SET TASK: Quote exactly, and only, the lines from the one with "Would you please locate the woman's bracelet" through the end of the listing.

RECORD SET:
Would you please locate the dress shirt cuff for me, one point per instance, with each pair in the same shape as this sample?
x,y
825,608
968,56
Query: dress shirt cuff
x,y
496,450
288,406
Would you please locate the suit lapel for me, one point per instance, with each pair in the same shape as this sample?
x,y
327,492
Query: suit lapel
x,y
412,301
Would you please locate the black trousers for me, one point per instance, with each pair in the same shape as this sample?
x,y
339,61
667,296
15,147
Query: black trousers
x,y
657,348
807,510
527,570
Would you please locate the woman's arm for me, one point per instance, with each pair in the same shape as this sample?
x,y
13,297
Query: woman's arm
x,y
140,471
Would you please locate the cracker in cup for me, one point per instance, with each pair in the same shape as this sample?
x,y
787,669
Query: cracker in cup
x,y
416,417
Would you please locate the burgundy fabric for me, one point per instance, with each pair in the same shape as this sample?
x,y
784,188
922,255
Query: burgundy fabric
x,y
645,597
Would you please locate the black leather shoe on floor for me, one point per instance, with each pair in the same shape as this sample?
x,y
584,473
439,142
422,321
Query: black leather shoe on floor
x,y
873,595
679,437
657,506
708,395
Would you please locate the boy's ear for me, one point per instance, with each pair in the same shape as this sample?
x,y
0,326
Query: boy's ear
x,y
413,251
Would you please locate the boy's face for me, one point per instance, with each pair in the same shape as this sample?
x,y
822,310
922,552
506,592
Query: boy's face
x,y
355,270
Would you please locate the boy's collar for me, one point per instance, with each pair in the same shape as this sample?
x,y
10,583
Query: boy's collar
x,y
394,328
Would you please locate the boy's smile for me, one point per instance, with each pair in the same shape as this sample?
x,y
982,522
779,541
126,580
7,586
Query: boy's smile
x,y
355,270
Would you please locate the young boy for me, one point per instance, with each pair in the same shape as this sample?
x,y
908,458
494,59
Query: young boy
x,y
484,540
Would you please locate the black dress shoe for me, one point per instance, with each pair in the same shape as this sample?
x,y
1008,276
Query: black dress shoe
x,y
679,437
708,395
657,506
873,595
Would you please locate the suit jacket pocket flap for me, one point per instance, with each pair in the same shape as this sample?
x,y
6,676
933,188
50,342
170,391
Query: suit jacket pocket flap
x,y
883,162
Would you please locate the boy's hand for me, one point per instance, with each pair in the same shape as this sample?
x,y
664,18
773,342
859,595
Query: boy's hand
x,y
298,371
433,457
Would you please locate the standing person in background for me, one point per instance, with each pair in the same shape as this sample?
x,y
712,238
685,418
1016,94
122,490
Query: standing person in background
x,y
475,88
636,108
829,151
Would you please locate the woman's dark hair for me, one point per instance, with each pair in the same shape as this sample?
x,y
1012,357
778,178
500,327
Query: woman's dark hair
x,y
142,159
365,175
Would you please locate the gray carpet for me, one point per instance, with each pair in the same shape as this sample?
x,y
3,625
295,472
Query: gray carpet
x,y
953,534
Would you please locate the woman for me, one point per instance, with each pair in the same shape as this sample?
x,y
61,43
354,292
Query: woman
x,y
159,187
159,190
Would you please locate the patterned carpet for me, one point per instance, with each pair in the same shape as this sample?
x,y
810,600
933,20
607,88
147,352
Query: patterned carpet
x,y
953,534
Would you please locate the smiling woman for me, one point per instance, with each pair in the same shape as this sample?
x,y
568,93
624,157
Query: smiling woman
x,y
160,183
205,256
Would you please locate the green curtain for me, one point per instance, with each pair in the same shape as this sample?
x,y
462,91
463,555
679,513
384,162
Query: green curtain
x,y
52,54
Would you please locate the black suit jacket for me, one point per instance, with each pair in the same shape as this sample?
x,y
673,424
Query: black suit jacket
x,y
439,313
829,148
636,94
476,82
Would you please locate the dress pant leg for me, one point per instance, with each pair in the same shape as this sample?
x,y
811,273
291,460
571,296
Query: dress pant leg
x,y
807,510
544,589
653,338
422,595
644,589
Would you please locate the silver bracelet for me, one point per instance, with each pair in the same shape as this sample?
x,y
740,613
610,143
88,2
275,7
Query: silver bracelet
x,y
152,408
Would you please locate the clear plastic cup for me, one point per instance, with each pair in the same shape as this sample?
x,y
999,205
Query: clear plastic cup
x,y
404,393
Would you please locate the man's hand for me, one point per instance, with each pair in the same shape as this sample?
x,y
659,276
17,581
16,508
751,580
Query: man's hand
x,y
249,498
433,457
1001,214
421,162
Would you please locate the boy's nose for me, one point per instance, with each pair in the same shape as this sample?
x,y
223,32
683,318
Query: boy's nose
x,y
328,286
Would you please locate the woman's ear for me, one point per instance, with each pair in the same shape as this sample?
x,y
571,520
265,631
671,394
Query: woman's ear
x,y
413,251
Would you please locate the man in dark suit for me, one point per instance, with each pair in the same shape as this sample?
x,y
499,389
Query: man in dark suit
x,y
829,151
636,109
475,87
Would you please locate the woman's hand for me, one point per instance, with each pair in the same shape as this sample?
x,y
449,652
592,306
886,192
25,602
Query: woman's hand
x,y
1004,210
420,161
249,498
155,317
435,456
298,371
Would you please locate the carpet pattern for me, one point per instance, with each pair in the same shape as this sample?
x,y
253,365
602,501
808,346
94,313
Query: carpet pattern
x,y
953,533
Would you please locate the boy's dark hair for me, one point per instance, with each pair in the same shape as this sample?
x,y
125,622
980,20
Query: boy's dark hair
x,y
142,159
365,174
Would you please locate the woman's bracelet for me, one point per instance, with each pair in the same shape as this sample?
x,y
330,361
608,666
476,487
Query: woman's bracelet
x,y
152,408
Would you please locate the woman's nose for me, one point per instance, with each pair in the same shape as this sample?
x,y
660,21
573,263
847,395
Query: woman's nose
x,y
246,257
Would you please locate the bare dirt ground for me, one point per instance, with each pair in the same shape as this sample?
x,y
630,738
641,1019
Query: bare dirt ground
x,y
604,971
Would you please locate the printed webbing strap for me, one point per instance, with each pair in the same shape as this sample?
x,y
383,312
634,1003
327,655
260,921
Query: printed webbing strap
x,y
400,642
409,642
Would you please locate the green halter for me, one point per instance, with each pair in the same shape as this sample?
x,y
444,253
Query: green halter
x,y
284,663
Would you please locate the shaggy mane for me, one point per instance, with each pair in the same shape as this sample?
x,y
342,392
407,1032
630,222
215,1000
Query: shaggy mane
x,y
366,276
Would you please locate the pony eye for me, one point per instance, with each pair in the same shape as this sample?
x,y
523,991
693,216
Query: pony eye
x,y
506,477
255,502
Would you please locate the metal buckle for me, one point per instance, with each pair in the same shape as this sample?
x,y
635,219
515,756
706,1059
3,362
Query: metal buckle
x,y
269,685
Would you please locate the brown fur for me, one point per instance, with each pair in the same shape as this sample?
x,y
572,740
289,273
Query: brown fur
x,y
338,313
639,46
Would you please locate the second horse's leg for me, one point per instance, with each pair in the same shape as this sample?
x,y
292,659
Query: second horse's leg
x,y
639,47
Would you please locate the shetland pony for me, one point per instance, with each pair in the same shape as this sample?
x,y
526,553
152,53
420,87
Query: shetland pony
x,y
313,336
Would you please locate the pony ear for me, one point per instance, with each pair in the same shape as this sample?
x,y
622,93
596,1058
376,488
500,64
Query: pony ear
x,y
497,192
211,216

SOLUTION FOR THIS EXERCISE:
Would you please locate the woman's bracelet for me, one point per instance, with each pair in the same shape as this sample?
x,y
330,361
608,666
476,487
Query: woman's bracelet
x,y
152,408
Would you please locate the woman's nose for me, one point per instance, with each pair in the same shape as this sample?
x,y
660,21
573,263
847,395
Query: woman's nose
x,y
246,257
Would you please locate the bare dirt ground for me, one point per instance, with each pair in the same shape as this sample?
x,y
630,738
641,1019
Query: bare dirt ground
x,y
604,971
Would you please locate the printed webbing strap for me, one point per instance, with each pair in the same shape as this sample?
x,y
383,312
634,1003
327,655
260,921
Query: printed webbing strap
x,y
400,642
409,642
Would you please locate the green halter for me, one point per instance, with each pair in the same shape as this sample?
x,y
444,253
Query: green halter
x,y
284,663
Would you please locate the shaggy mane for me, one point per instance, with each pair in the same shape as this sample?
x,y
342,392
407,1032
630,222
215,1000
Query: shaggy mane
x,y
366,276
Would you please locate the pony eye for me, one point per instance, with each pair in the same shape as this sample?
x,y
523,991
693,216
Query: pony eye
x,y
506,477
255,502
Would you please locate the metal buckle for me, one point per instance, with each pair in the same shape as this sample?
x,y
635,219
515,756
706,1059
3,362
Query: metal buckle
x,y
269,685
Would you please locate the brown fur for me, one point per instance, with each pair in the same shape as this sample?
x,y
572,740
289,273
Query: brown fur
x,y
338,313
639,46
Would you please locate the second horse's leg for me, one point per instance, with each pair in the same shape as this sample?
x,y
292,659
Query: second horse's leg
x,y
639,47
Would you please locate the shetland pony for me, one point per instance, with each pair in the same shape as this sample?
x,y
526,553
152,53
420,87
Query: shetland pony
x,y
313,336
Would you please locate the pony ear for me, one point per instance, with each pair in the same shape as this sample?
x,y
622,93
596,1058
376,488
500,64
Query: pony ear
x,y
497,192
211,216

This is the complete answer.